## EXCERPT PROVIDED
┄┄┄┄┄┄┄┄┄┄

The Greenwood Public Library’s top two sources of local fundraising may be drying up, Greenwood’s mayor and council heard Monday, Feb. 8.
RELATED: Greenwood public library renews call for more city funding
The library raised around 16 per cent of its overall budget in 2019, according to that year’s provincial report on public library grants. Most public libraries in B.C. raise between two and four per cent of their budgets, the report found.
Donations through the library’s bottle drive, started last spring by board member Roegen Lloyd, is “down to a trickle,” Lloyd said. The drive had been “extraordinarily successful” while area bottle depots were shuttered during the early phases of the COVID-19 pandemic, but Lloyd noted that returns have fallen starkly since depots re-opened. Many bottles not returned to depots are going to bottle drives for other community initiatives, she explained.
Posted by Greenwood Public Library on Saturday, October 3, 2020
Meanwhile, Lloyd said funds raised through the sale of cloth face masks had “kept the library afloat” in 2020. Volunteers sewed the masks from around 100 metres of fabric donated by Miriam March’s Whispering Pines Quilting Studio in Rock Creek, according to Board Chair Anne Rayner Gould.
Sales were steady across 2020, thanks to participating local businesses. But Rayner Gould told mayor and council she was concerned that the demand for face masks will probably slacken as the province continues to vaccinate people against COVID-19.
The fundraising shortfall comes as the board renewed its pre-pandemic request for more city funding. City hall currently contributes $6,400 to the library’s operating budget — $100 less than monies raised through the library’s bottle drive in 2020, according to Rayner Gould.

┄┄┄┄┄┄┄┄┄┄

Image-grounded pointing data
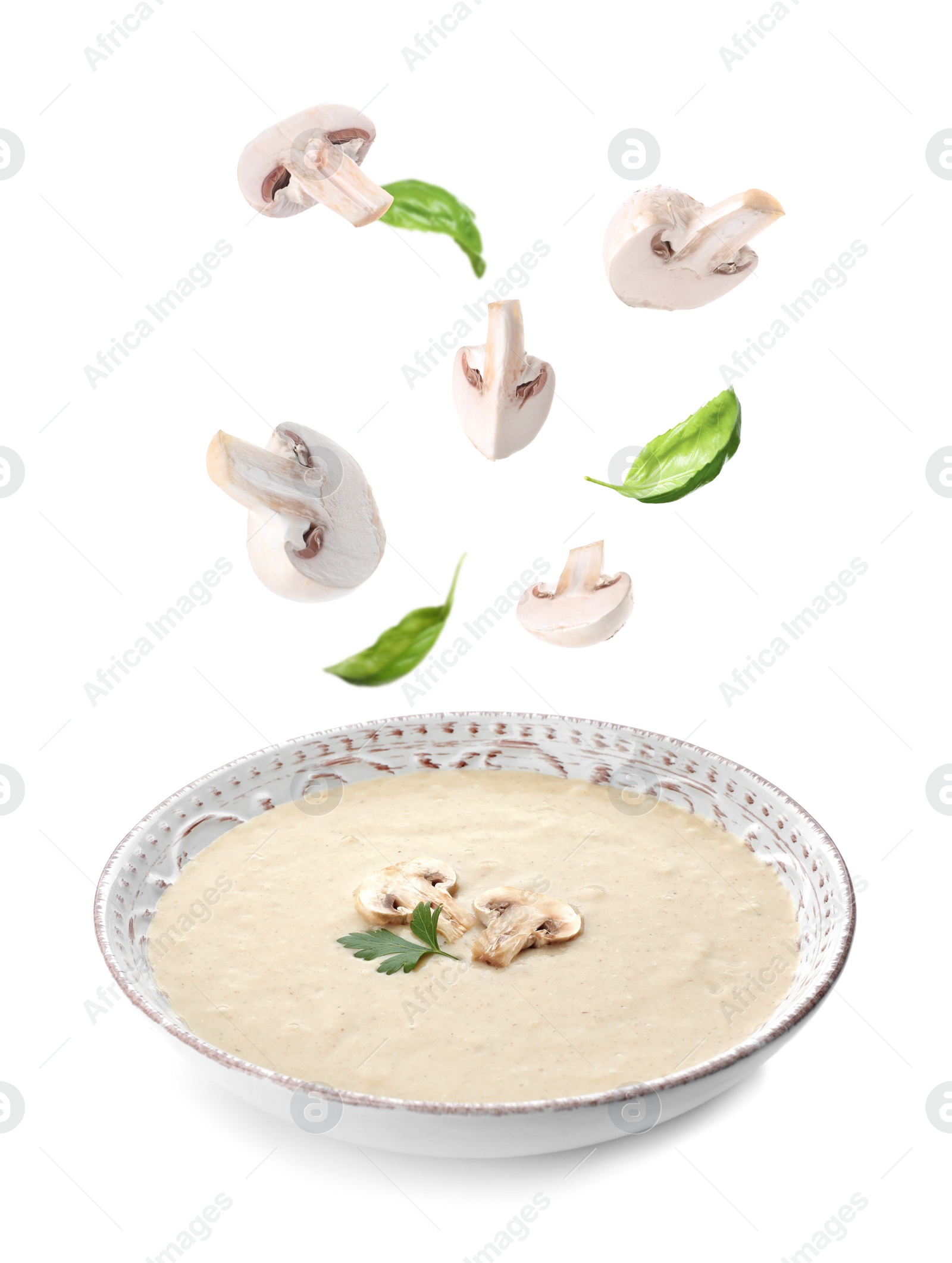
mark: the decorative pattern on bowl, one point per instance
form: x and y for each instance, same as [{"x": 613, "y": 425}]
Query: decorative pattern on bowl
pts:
[{"x": 149, "y": 859}]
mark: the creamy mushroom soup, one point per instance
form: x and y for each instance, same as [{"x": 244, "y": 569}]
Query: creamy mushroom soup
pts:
[{"x": 688, "y": 941}]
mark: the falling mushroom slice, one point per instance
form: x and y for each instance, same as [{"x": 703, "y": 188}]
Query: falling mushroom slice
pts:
[
  {"x": 503, "y": 396},
  {"x": 666, "y": 250},
  {"x": 515, "y": 920},
  {"x": 314, "y": 157},
  {"x": 388, "y": 897},
  {"x": 314, "y": 528},
  {"x": 584, "y": 608}
]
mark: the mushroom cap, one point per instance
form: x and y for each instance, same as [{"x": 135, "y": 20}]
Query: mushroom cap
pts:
[
  {"x": 389, "y": 896},
  {"x": 502, "y": 394},
  {"x": 516, "y": 920},
  {"x": 584, "y": 608},
  {"x": 262, "y": 158},
  {"x": 666, "y": 250},
  {"x": 314, "y": 527}
]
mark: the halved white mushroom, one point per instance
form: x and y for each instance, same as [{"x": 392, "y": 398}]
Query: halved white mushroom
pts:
[
  {"x": 584, "y": 608},
  {"x": 314, "y": 157},
  {"x": 503, "y": 396},
  {"x": 666, "y": 250},
  {"x": 314, "y": 528},
  {"x": 515, "y": 920},
  {"x": 388, "y": 897}
]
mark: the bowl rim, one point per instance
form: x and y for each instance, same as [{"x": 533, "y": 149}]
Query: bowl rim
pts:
[{"x": 772, "y": 1031}]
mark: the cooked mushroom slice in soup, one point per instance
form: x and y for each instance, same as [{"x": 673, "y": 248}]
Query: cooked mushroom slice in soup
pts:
[
  {"x": 388, "y": 897},
  {"x": 515, "y": 920}
]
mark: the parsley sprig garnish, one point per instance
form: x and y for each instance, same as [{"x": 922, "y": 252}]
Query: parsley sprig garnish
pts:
[{"x": 403, "y": 954}]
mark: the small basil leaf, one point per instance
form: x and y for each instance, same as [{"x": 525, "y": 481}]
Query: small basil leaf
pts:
[
  {"x": 431, "y": 209},
  {"x": 400, "y": 648},
  {"x": 687, "y": 456}
]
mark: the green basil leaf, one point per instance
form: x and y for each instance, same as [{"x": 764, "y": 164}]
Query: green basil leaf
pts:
[
  {"x": 431, "y": 209},
  {"x": 687, "y": 456},
  {"x": 400, "y": 648}
]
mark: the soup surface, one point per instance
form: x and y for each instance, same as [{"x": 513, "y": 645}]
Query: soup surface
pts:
[{"x": 688, "y": 941}]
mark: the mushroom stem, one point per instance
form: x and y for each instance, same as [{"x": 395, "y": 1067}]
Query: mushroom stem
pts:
[
  {"x": 584, "y": 570},
  {"x": 505, "y": 345},
  {"x": 255, "y": 477},
  {"x": 716, "y": 237},
  {"x": 324, "y": 172}
]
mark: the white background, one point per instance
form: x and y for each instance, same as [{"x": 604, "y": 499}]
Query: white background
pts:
[{"x": 129, "y": 180}]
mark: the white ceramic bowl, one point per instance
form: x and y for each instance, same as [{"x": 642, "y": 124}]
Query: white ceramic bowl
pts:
[{"x": 149, "y": 859}]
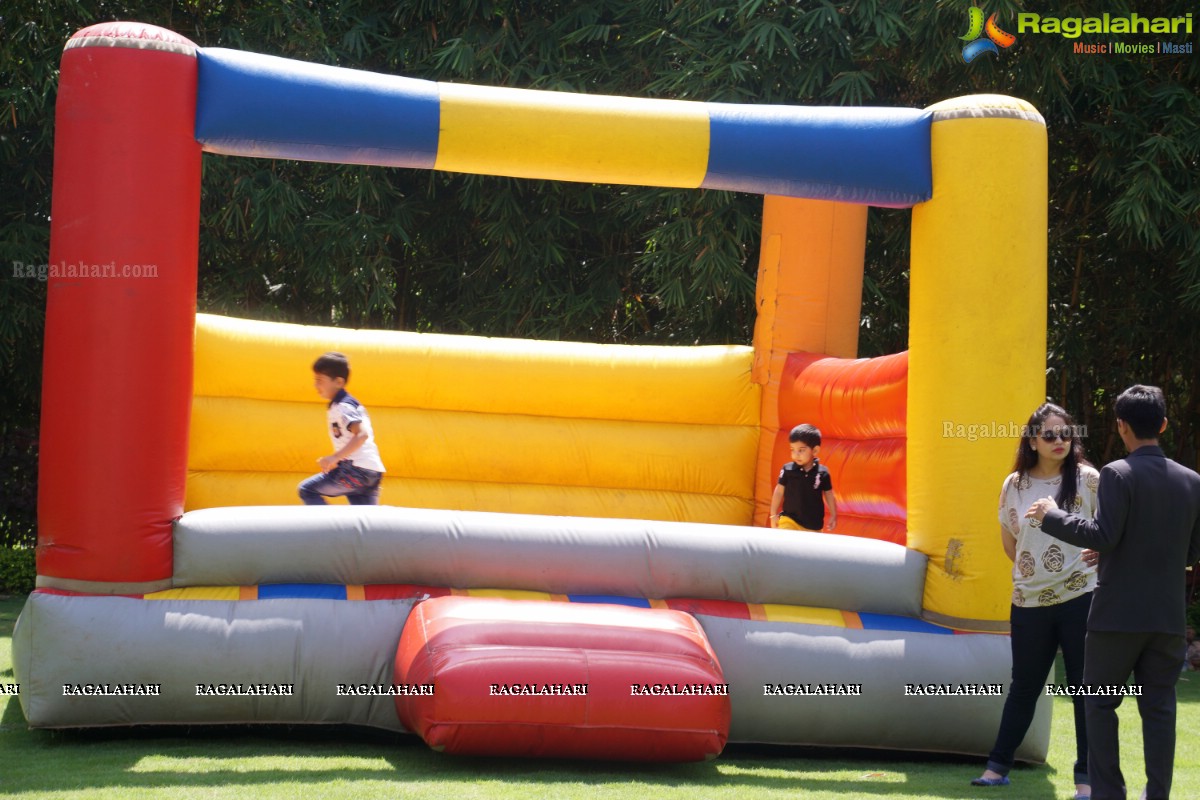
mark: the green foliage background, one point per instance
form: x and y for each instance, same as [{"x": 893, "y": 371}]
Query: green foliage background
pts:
[{"x": 426, "y": 251}]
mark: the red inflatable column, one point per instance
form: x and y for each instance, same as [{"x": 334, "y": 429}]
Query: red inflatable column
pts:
[{"x": 120, "y": 310}]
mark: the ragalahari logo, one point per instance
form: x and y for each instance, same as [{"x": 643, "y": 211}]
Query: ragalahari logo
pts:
[{"x": 976, "y": 46}]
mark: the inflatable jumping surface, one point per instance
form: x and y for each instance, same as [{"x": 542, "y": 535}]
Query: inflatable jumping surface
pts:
[{"x": 604, "y": 584}]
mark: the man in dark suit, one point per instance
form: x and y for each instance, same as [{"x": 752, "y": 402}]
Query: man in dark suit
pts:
[{"x": 1147, "y": 531}]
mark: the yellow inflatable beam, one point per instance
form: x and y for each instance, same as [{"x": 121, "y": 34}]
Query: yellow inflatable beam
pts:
[
  {"x": 481, "y": 423},
  {"x": 976, "y": 346}
]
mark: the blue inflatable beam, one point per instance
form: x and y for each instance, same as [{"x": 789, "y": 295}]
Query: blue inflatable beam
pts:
[
  {"x": 877, "y": 156},
  {"x": 252, "y": 104}
]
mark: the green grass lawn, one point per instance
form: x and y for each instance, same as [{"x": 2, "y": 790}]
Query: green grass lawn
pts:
[{"x": 297, "y": 762}]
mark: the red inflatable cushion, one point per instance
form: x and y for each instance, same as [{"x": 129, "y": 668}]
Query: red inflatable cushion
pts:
[{"x": 555, "y": 679}]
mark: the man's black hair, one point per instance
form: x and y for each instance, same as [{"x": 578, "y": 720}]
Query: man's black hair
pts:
[{"x": 1143, "y": 408}]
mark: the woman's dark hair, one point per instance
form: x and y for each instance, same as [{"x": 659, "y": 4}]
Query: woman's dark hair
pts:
[{"x": 1027, "y": 457}]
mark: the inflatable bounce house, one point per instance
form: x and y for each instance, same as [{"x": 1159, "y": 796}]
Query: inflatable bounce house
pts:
[{"x": 574, "y": 559}]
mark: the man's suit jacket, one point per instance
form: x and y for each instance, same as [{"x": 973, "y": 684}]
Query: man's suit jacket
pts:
[{"x": 1147, "y": 531}]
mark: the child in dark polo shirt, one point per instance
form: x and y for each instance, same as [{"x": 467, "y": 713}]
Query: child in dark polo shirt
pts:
[{"x": 804, "y": 486}]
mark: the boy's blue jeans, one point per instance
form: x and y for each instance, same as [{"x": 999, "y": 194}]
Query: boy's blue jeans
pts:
[{"x": 357, "y": 485}]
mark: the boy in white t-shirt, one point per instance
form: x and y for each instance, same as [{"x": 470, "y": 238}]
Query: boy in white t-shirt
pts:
[{"x": 354, "y": 469}]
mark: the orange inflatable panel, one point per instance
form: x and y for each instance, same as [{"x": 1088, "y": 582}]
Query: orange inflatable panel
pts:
[{"x": 490, "y": 677}]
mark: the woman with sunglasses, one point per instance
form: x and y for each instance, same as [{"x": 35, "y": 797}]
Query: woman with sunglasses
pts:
[{"x": 1053, "y": 583}]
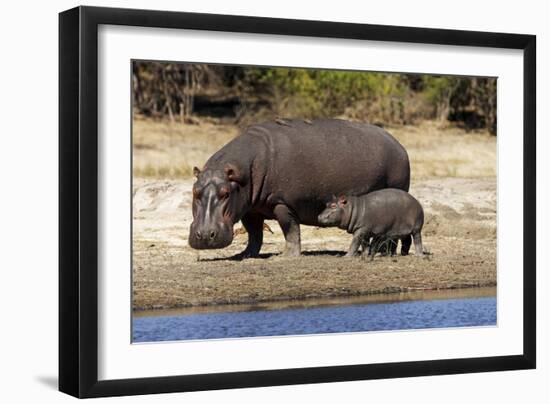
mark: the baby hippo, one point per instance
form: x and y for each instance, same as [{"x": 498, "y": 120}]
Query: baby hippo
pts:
[{"x": 387, "y": 214}]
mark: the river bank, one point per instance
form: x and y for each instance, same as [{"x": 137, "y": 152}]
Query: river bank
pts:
[{"x": 459, "y": 233}]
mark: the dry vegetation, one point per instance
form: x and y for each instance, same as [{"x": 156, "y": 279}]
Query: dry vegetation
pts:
[
  {"x": 453, "y": 177},
  {"x": 170, "y": 150}
]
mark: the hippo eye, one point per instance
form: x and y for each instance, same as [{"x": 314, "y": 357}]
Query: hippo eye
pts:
[
  {"x": 223, "y": 193},
  {"x": 196, "y": 193}
]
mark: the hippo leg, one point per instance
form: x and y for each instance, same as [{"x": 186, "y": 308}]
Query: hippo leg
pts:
[
  {"x": 418, "y": 250},
  {"x": 393, "y": 246},
  {"x": 354, "y": 246},
  {"x": 406, "y": 245},
  {"x": 365, "y": 245},
  {"x": 374, "y": 246},
  {"x": 291, "y": 229},
  {"x": 253, "y": 224}
]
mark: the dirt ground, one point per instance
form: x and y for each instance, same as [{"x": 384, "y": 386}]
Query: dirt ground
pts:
[
  {"x": 459, "y": 233},
  {"x": 453, "y": 176}
]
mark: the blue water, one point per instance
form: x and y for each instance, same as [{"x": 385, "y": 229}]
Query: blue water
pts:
[{"x": 402, "y": 315}]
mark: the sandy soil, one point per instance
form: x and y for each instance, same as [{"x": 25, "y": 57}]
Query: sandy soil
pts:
[{"x": 459, "y": 234}]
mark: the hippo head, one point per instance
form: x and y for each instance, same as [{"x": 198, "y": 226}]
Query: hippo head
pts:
[
  {"x": 219, "y": 201},
  {"x": 334, "y": 212}
]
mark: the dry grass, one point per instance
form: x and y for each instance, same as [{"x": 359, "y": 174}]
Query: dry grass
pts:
[
  {"x": 170, "y": 150},
  {"x": 459, "y": 232},
  {"x": 453, "y": 176}
]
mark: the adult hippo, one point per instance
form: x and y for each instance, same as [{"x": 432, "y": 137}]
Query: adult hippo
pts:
[{"x": 288, "y": 170}]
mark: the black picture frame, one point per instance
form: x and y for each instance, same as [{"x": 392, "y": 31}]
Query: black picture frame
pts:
[{"x": 78, "y": 201}]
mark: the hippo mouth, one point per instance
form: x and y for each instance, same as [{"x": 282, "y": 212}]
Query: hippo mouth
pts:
[{"x": 210, "y": 239}]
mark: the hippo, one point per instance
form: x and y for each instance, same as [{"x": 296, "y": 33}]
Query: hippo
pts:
[
  {"x": 287, "y": 170},
  {"x": 385, "y": 215}
]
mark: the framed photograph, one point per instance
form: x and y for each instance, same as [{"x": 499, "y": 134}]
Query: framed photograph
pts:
[{"x": 251, "y": 201}]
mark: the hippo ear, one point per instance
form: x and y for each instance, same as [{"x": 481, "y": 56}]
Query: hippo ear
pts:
[{"x": 234, "y": 174}]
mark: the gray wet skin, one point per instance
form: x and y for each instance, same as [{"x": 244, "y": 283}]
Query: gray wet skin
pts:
[
  {"x": 286, "y": 170},
  {"x": 388, "y": 214}
]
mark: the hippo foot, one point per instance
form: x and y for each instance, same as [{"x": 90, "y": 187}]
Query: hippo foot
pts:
[
  {"x": 245, "y": 254},
  {"x": 348, "y": 255},
  {"x": 291, "y": 252}
]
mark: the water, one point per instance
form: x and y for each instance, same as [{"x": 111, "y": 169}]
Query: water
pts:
[{"x": 330, "y": 318}]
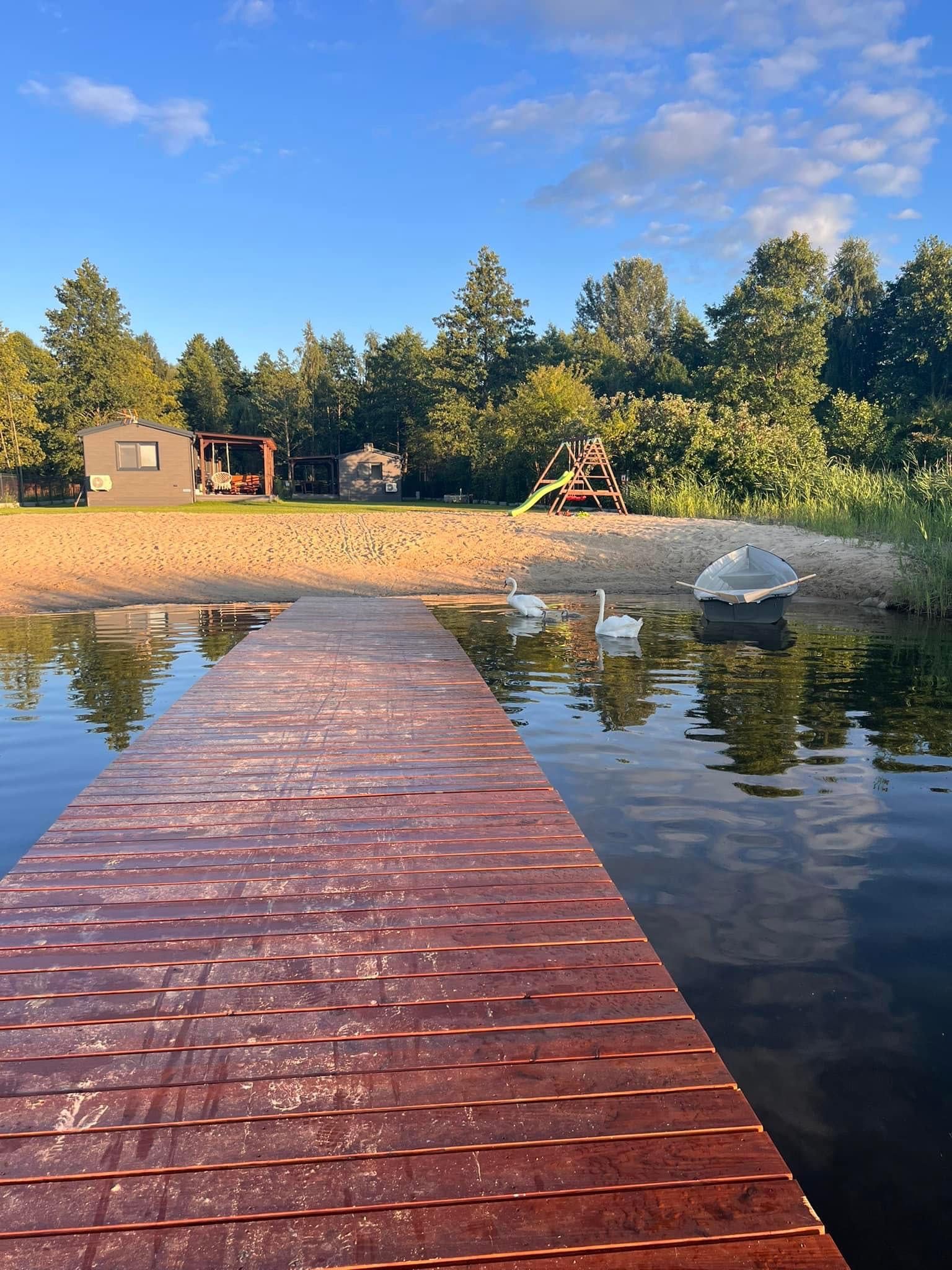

┄┄┄┄┄┄┄┄┄┄

## EXERCISE BRIEF
From the Greenwood library fundraising article above, copy word for word the passage that begins with the words "Donations through the" and ends with "Anne Rayner Gould.".

## RESPONSE TO THIS EXERCISE
Donations through the library’s bottle drive, started last spring by board member Roegen Lloyd, is “down to a trickle,” Lloyd said. The drive had been “extraordinarily successful” while area bottle depots were shuttered during the early phases of the COVID-19 pandemic, but Lloyd noted that returns have fallen starkly since depots re-opened. Many bottles not returned to depots are going to bottle drives for other community initiatives, she explained.
Posted by Greenwood Public Library on Saturday, October 3, 2020
Meanwhile, Lloyd said funds raised through the sale of cloth face masks had “kept the library afloat” in 2020. Volunteers sewed the masks from around 100 metres of fabric donated by Miriam March’s Whispering Pines Quilting Studio in Rock Creek, according to Board Chair Anne Rayner Gould.